*Text shown:*

--- START ---

That's a static role doc. It's better than nothing. It's also a fixed
target — once the session starts, you can't change it without
restarting.

A live role doc is one the runtime re-reads from disk on every API
call. Two consequences:

You can edit it mid-session. If the agent is doing something wrong, append a rule to the file. The next turn picks it up. No restart, no /clear, no losing your work.
You can encode rules that need to apply every turn. "Self-check for looping" only works as a guardrail if the agent re-encounters it every turn. A live role doc is how you guarantee that.

This is the design decision behind Mnemara, the runtime I built on top
of the Claude Agent SDK. Every config has a role_doc_path. Every
turn, the runtime reads that file fresh and pins it as the system
prompt at slot 0.

# simplified
system_prompt = open(cfg.role_doc_path).read()
options = ClaudeAgentOptions(system_prompt=system_prompt, ...)
result = await query(prompt, options)

That's it. The "harness" is just a Markdown file the runtime promises
to re-read.

Sentinel: a role doc that detects its own failure modes

The Mnemara repo ships
examples/roles/sentinel.md,
a self-monitoring role doc you can drop in as your instance's role.

--- END ---

*Provided information:*
--- START ---

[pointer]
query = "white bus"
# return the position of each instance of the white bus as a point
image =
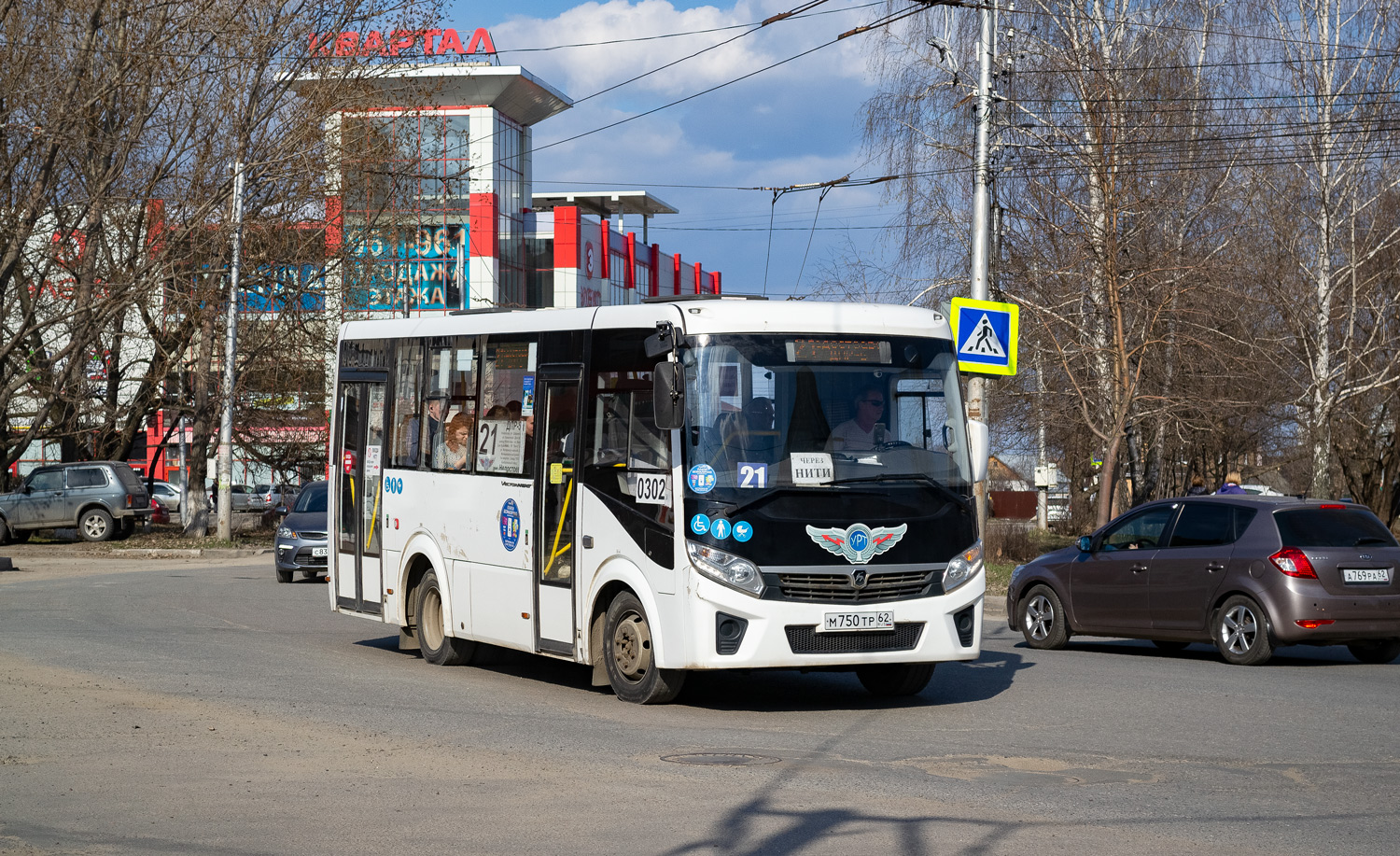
(650, 489)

--- END ---

*Task requirements:* According to the text about live role docs, why does a rule appended to a live role doc take effect mid-session without a restart? None of the records matter here.

*Exercise solution:* The runtime re-reads a live role doc from disk on every API call, so the next turn picks up the added rule. There is no need to restart, use /clear, or lose work.